Start of Input data
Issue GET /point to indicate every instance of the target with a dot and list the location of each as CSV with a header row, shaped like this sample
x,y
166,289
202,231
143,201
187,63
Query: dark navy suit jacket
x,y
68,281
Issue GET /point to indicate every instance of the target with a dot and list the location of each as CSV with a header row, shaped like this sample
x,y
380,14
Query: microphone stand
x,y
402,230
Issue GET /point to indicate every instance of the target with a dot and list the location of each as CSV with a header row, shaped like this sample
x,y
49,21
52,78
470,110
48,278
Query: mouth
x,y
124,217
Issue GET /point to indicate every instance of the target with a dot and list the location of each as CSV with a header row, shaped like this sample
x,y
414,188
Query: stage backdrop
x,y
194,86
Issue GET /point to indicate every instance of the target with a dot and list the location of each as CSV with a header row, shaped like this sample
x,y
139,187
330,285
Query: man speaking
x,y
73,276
End of Input data
* **Task**:
Repeat all the records. Match each line exactly.

* **Task response**:
Issue GET /point to indicate every instance of the target with a dot and list the location of each as CSV with a header row, shaped like this sample
x,y
166,289
202,231
143,201
187,63
Query: dark navy suit jacket
x,y
68,281
Issue GET /point to indicate every instance of the target with a dot and list the location of each as CSV with a header row, shaped like this sample
x,y
380,14
Query: microphone stand
x,y
402,230
Issue GET /point to indicate every instance of the target with a dot and list the location of each as CSV with a header row, shaped like this sample
x,y
49,21
52,78
470,110
48,278
Query: mouth
x,y
124,217
Issue GET /point to indicate every instance of the target with a dot and list the location of each as CSV with a header row, shaped like this sample
x,y
414,188
Query: stage backdrop
x,y
194,86
Issue GET /point to indicate every instance of the target with a dot and list the location of each as CSV with a header row, shaped like this sample
x,y
139,187
330,285
Query: man speaking
x,y
73,276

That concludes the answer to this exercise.